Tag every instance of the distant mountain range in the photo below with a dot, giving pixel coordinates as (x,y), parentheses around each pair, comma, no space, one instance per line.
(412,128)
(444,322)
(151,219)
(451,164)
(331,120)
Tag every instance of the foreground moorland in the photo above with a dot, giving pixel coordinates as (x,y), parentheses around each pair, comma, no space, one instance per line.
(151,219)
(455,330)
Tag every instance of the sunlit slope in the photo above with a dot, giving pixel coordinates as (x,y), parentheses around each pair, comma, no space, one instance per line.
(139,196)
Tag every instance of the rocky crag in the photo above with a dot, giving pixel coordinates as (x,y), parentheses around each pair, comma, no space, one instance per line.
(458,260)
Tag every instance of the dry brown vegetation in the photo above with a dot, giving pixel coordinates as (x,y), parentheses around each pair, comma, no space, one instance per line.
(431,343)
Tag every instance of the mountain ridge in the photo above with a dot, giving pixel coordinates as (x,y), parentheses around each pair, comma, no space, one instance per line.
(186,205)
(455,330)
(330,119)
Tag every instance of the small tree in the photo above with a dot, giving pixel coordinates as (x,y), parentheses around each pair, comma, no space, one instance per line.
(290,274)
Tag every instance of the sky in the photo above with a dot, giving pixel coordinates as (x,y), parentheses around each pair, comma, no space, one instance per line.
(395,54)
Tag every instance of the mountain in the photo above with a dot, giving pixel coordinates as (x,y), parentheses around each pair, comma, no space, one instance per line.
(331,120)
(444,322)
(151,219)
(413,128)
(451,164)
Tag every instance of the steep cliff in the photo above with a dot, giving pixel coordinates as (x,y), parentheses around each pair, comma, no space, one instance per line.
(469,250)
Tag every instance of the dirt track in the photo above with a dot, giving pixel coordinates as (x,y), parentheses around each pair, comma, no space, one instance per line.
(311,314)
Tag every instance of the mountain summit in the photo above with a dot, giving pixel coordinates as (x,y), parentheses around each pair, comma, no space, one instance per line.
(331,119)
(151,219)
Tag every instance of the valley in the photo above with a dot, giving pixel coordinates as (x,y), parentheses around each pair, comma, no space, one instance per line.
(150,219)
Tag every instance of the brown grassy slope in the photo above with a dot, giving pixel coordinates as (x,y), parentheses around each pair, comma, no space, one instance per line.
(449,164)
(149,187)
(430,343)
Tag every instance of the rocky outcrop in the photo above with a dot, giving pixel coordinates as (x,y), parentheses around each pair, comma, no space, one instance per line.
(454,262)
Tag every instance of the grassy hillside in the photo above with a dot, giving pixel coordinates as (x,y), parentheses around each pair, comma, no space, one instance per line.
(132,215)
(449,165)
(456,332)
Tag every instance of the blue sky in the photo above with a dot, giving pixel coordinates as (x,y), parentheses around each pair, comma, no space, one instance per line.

WORK REQUIRED: Copy out only the part of the records that opens with the line containing "Tag every instance of the rocky outcrop" and runs through the end of the records, keeping every line. Multiply each coordinate in the answers by 0.45 and round to whole numbers, with halves rounded up.

SOLUTION TO THIS EXERCISE:
Tag every instance of the rocky outcrop in the photo above with a dot, giving pixel coordinates as (x,y), parentheses around each pair, comma, no space, one instance per line.
(204,118)
Tag every instance of the grassy hillside in the photo above with a dot, giving pixel coordinates as (x,y), parentheses around each pair, comma, no space, one instance per line.
(59,97)
(202,74)
(205,149)
Tag every instance of the blue sky in the photo above with a dot, giving pixel coordinates as (x,y), parentheses around each pair, comma, no space, one instance per line.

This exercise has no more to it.